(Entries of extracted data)
###

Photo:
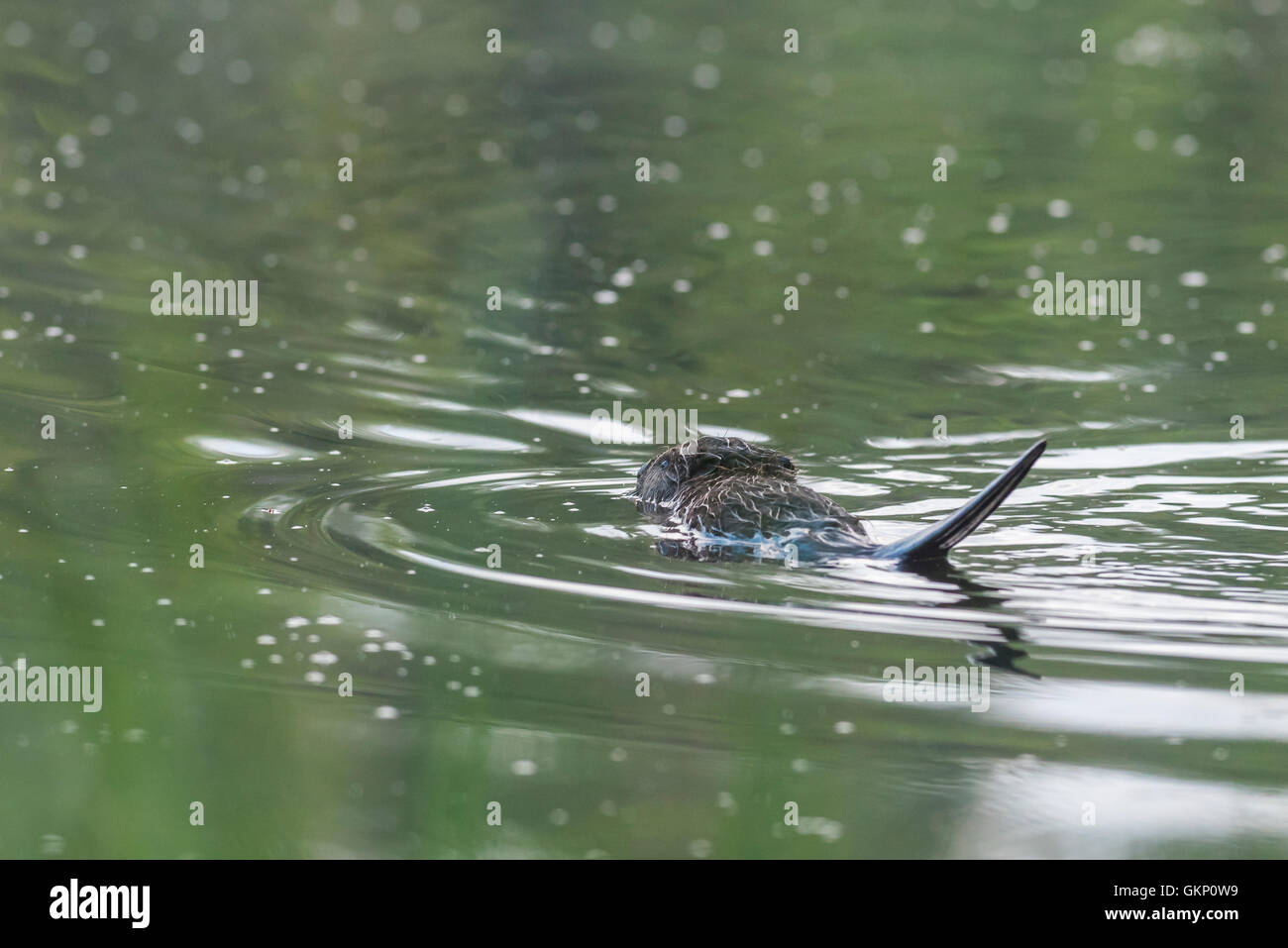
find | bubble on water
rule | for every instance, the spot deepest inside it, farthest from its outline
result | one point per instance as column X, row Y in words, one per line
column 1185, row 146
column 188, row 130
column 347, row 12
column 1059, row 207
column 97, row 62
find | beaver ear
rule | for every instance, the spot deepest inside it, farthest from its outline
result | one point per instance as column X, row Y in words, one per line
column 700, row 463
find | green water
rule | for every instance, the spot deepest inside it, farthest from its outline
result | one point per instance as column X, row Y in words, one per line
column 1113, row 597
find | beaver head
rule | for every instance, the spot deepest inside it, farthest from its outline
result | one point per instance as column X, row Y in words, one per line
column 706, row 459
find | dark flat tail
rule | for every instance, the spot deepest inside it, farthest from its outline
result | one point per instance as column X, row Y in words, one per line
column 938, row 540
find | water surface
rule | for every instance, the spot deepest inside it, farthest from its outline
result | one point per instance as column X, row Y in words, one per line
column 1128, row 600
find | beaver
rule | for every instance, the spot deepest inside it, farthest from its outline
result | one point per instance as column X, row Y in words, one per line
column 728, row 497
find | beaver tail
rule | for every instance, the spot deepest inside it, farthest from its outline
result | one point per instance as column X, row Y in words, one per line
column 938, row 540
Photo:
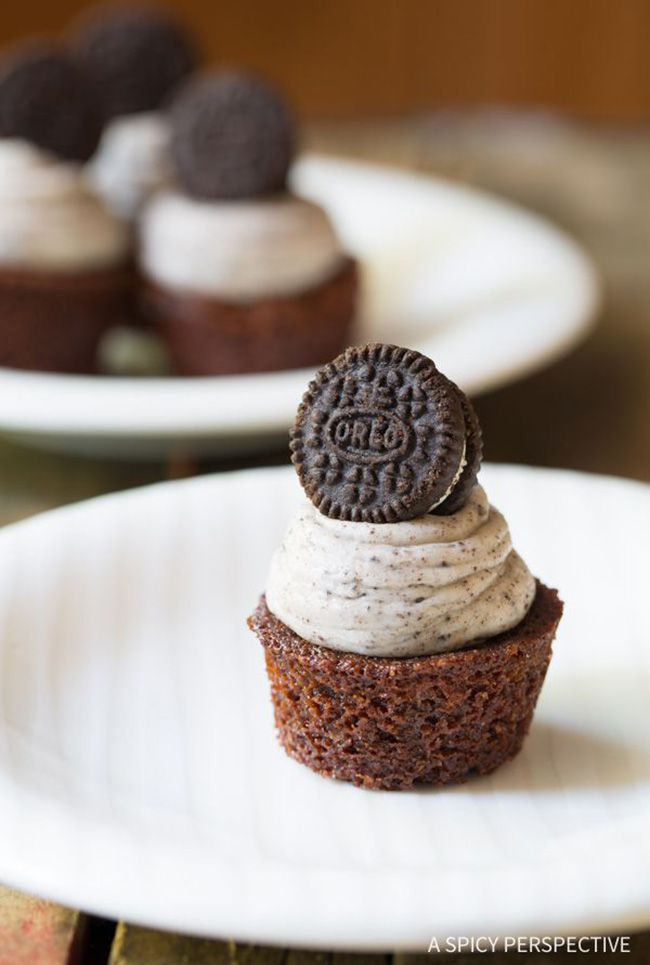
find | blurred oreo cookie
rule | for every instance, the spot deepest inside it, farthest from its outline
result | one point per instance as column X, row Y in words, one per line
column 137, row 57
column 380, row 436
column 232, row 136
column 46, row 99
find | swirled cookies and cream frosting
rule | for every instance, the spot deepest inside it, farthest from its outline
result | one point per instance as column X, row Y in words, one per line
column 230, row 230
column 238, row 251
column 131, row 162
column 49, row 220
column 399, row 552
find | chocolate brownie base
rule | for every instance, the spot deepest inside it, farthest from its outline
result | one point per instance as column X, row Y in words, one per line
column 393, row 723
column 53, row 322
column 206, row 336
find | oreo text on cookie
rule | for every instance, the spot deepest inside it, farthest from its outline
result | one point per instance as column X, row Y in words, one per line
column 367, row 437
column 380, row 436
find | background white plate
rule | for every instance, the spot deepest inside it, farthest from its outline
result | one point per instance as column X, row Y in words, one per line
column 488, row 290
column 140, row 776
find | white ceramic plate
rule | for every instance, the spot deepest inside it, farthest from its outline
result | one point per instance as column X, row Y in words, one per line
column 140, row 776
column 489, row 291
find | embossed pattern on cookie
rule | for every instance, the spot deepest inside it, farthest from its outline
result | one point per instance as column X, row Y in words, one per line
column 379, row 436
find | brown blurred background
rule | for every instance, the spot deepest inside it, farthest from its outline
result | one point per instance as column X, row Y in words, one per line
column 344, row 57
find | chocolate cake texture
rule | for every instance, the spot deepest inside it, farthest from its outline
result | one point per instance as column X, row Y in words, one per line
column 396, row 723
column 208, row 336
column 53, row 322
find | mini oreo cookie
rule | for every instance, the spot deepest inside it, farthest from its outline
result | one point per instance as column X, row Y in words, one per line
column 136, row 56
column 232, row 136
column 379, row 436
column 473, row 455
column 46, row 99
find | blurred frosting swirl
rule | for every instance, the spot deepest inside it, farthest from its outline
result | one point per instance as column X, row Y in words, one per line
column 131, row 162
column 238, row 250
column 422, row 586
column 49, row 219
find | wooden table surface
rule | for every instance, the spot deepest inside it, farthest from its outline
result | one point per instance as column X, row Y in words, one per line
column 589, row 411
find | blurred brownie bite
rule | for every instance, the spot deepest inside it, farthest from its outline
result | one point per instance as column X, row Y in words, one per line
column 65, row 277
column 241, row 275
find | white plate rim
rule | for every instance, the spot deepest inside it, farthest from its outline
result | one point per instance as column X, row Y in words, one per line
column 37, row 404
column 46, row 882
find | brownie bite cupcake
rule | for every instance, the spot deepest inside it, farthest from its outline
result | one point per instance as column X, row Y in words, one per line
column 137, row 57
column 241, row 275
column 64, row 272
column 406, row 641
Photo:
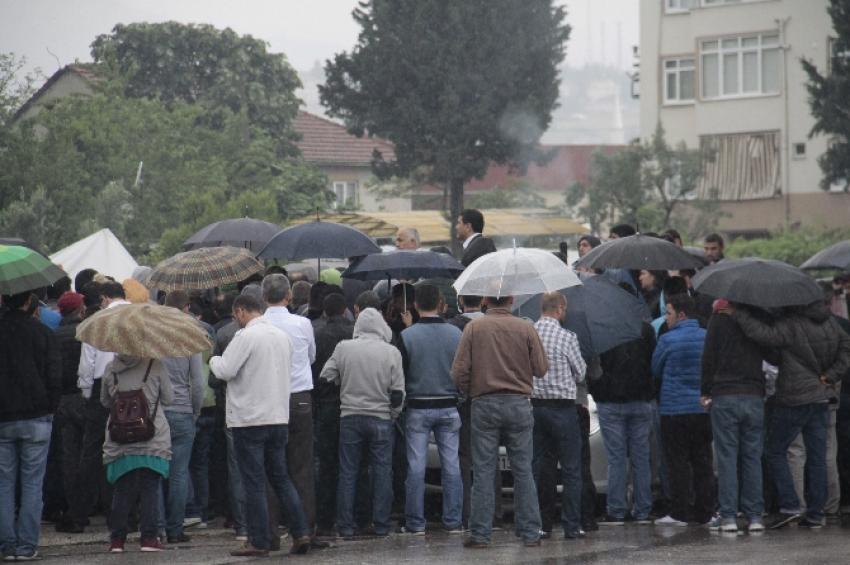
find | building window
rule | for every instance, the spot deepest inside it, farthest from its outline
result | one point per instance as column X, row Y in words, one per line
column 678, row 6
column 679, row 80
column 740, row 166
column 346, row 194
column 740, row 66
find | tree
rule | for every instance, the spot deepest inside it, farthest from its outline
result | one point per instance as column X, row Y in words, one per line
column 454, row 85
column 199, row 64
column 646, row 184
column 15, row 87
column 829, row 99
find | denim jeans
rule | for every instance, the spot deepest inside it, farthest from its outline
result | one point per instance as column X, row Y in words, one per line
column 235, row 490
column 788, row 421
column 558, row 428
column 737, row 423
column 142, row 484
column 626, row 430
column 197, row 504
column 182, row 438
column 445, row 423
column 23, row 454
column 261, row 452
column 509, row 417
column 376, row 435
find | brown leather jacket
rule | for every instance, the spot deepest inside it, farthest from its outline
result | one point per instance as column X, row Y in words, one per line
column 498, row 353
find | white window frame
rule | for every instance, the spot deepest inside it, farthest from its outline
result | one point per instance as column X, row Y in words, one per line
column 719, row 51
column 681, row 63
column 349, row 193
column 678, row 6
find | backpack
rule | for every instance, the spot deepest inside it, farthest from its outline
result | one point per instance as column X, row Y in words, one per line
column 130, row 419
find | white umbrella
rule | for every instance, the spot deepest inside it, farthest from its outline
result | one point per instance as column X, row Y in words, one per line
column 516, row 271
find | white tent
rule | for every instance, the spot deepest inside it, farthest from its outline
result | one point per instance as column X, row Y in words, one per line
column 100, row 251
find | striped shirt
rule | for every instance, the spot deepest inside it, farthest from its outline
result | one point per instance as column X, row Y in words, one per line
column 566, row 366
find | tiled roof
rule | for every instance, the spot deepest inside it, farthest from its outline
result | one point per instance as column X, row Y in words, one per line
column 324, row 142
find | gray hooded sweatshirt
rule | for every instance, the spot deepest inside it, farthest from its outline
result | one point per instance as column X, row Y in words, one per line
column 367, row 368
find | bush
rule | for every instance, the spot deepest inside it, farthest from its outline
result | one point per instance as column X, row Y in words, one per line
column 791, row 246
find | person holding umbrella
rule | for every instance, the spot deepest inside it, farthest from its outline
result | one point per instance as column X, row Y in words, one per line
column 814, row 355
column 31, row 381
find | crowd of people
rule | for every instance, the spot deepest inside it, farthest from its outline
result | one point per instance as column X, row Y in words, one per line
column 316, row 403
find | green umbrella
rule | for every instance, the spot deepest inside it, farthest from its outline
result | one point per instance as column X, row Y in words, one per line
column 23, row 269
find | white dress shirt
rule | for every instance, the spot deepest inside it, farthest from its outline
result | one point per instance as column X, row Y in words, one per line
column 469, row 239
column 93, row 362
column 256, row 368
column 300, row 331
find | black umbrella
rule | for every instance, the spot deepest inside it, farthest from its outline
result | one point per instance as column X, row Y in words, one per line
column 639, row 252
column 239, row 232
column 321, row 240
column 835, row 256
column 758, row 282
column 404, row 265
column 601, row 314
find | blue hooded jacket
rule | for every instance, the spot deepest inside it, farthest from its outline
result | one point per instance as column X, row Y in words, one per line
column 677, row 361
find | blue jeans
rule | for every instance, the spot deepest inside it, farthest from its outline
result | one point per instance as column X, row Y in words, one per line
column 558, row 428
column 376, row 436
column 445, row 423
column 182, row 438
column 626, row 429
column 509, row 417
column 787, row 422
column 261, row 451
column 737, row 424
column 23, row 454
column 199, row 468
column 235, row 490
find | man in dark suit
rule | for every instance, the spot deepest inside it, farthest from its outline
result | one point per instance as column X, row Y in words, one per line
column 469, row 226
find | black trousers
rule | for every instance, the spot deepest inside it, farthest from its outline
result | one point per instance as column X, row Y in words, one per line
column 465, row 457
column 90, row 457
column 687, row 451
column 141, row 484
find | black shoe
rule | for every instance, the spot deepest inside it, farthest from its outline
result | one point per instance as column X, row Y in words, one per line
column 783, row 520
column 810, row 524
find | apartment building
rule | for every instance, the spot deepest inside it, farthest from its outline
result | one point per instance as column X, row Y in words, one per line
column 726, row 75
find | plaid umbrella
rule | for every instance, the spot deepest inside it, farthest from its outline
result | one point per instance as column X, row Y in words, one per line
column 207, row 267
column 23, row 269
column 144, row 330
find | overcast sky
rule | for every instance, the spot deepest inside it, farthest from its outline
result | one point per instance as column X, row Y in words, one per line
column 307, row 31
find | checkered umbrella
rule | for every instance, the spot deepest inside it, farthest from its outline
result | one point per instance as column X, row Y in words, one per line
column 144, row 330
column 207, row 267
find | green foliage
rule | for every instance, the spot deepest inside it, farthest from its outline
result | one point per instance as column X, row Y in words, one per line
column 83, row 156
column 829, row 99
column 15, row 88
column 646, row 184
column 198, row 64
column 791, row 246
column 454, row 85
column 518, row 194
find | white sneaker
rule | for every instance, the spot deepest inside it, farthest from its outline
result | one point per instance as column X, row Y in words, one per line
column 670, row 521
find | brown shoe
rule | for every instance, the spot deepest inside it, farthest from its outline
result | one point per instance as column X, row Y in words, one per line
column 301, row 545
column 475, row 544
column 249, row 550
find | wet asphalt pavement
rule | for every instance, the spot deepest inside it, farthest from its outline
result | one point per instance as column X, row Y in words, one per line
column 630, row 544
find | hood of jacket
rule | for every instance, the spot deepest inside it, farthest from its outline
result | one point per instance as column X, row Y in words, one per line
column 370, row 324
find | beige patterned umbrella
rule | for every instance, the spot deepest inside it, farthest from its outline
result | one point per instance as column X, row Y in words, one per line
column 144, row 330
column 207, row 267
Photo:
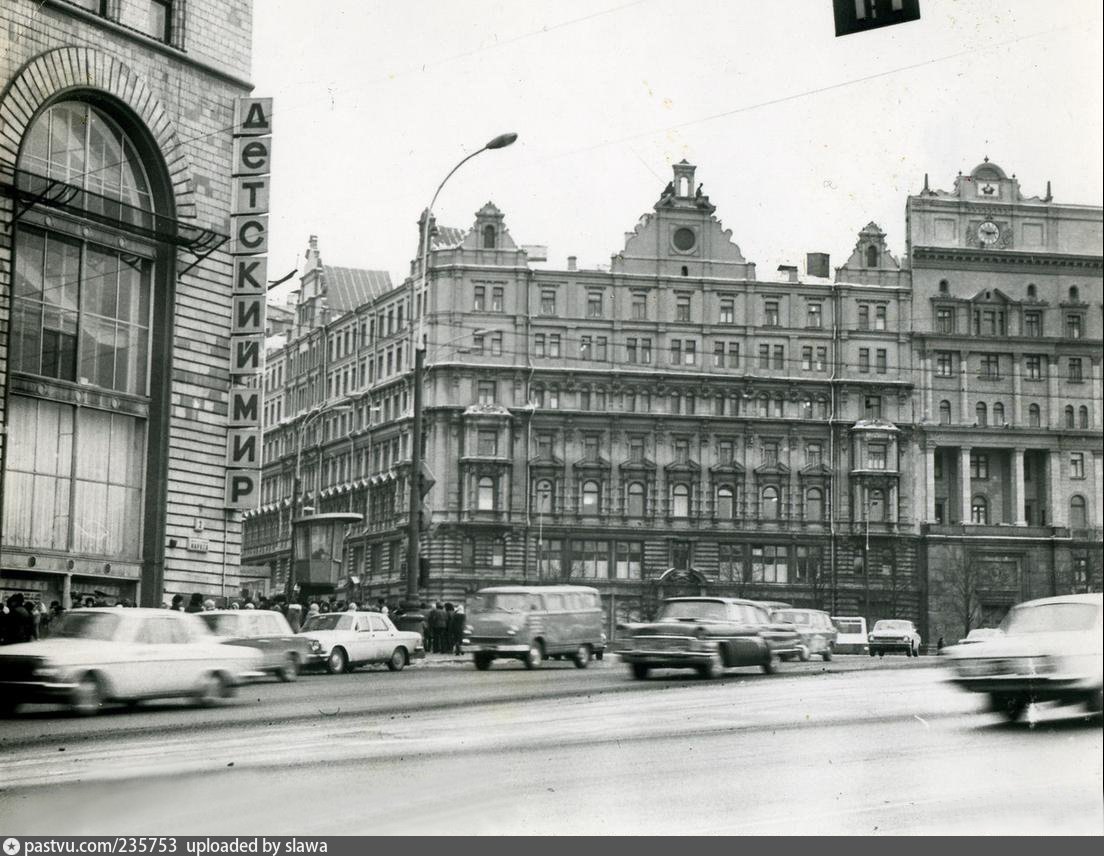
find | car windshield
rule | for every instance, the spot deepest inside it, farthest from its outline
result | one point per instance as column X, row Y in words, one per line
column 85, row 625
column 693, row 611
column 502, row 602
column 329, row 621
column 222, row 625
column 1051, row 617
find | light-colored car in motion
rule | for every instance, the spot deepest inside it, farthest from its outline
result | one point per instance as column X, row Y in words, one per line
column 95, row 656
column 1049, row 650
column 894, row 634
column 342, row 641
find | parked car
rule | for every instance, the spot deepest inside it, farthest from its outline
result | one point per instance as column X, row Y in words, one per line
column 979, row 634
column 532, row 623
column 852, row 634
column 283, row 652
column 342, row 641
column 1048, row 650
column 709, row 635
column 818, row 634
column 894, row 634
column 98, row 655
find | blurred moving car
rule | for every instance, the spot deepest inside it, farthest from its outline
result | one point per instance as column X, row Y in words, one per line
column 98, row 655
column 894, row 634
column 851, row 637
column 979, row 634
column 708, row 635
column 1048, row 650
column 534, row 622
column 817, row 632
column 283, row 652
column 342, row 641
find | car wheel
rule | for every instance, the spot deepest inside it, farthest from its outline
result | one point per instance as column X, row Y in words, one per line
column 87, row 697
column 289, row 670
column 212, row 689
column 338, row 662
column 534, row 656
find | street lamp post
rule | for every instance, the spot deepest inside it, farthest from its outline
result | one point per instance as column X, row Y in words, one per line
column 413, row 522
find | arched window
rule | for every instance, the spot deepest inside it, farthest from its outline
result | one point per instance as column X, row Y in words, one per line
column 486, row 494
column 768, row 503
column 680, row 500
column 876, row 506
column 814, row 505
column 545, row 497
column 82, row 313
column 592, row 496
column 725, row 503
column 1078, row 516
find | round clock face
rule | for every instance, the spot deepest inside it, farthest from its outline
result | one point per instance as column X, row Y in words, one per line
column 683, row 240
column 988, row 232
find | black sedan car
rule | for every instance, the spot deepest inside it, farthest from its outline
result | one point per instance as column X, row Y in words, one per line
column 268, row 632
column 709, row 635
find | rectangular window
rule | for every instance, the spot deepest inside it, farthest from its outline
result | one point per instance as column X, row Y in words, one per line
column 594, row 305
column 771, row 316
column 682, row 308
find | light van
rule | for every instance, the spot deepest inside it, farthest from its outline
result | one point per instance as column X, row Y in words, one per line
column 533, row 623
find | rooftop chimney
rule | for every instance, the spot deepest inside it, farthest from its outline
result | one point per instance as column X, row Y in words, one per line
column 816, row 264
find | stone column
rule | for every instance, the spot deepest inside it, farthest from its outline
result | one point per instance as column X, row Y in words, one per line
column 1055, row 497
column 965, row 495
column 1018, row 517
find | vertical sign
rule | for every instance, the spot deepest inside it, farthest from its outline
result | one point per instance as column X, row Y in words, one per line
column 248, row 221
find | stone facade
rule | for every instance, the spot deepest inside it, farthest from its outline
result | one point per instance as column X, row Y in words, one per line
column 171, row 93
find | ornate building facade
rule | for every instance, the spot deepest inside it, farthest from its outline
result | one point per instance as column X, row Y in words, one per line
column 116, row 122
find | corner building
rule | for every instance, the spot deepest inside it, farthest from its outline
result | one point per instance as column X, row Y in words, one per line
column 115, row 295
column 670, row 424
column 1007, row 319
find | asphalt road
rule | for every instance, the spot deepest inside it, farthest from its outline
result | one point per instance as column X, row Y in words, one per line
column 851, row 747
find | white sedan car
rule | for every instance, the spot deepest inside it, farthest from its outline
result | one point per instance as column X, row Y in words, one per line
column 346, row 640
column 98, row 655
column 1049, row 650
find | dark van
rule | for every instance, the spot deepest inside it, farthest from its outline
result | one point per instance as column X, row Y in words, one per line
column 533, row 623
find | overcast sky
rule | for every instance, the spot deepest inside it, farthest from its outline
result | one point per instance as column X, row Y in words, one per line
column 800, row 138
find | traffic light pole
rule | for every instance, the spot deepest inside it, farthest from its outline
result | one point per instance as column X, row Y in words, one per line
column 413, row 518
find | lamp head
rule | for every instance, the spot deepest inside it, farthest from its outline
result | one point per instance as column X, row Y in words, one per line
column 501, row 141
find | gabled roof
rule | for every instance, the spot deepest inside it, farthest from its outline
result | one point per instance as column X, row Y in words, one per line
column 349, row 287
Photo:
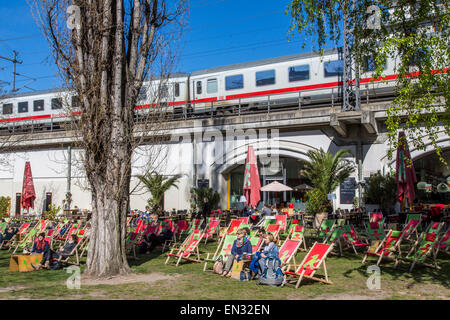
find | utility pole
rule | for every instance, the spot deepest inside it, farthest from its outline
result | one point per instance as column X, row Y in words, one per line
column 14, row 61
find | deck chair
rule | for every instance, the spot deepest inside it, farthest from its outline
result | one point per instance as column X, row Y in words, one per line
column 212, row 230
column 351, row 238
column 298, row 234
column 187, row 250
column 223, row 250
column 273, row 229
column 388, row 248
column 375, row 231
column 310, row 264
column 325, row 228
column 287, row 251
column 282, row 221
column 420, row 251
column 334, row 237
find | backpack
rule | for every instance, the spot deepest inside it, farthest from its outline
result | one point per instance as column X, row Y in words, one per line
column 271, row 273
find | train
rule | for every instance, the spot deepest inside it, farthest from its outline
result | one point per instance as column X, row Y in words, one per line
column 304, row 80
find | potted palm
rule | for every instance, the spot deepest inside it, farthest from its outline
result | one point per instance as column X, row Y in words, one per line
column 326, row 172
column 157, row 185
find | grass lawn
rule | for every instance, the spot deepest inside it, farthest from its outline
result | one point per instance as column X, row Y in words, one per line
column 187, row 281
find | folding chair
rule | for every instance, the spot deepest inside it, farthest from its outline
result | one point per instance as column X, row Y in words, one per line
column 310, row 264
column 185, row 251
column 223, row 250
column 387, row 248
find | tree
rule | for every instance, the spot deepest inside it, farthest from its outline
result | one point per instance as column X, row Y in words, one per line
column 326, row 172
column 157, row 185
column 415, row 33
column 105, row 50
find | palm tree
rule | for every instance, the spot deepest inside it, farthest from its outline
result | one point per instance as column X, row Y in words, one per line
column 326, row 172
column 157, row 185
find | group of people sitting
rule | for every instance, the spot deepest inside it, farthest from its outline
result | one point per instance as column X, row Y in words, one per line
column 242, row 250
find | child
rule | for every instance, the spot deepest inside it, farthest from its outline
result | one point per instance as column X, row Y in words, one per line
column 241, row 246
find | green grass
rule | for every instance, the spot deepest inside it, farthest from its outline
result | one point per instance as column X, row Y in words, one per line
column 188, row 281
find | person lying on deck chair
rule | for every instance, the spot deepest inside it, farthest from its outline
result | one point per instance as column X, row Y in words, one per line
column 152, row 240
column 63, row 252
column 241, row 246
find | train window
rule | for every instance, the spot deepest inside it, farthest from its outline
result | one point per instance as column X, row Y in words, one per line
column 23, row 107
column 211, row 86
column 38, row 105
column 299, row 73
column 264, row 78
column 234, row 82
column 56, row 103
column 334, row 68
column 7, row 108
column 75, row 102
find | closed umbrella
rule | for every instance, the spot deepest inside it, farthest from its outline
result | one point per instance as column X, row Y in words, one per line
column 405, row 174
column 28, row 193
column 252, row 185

###

Set down the entries word for word, starting with the line that contains "find | beige patterned umbrella" and going on through the line that contains "column 413, row 522", with both of those lines included. Leave the pictures out of the answer.

find | beige patterned umbrella
rule | for every instance, the spot deepest inside it, farthest from its outline
result | one point per instance as column X, row Y in words, one per line
column 144, row 330
column 207, row 267
Photo:
find | car windshield
rule | for every instance, the spot deepest inside it, farthest from its outline
result | one point per instance as column X, row Y in words, one per line
column 85, row 625
column 693, row 611
column 502, row 602
column 329, row 621
column 222, row 625
column 1051, row 617
find | light-colored car in motion
rule | for every instance, the spot deepest inside it, farthest from its outline
result | one point per instance as column X, row Y in words, one per line
column 95, row 656
column 1049, row 650
column 894, row 634
column 342, row 641
find | parked car
rule | for every instance, the spot deepest inside it, farthest from its outline
result | one point per instance as column X, row Y in words, one per line
column 979, row 634
column 532, row 623
column 852, row 634
column 283, row 652
column 342, row 641
column 1048, row 650
column 709, row 635
column 818, row 634
column 894, row 634
column 98, row 655
find | blurred moving car
rule | for every instance, the spot deepest inside it, farthest from its outline
result | one point per instance as column X, row Y in words, one per line
column 98, row 655
column 894, row 634
column 851, row 637
column 979, row 634
column 708, row 635
column 1048, row 650
column 534, row 622
column 817, row 632
column 283, row 652
column 342, row 641
find | car wheel
rule | for every instance, the spot deepest inside it, farthest from its outline
result | one point per instance as column X, row Y in words, one per line
column 87, row 697
column 289, row 670
column 212, row 689
column 338, row 662
column 534, row 656
find | street lamp post
rule | for every instance, the spot deepest inside it, farthest from its outline
result | one point per instance as column X, row Y in words, one per line
column 413, row 522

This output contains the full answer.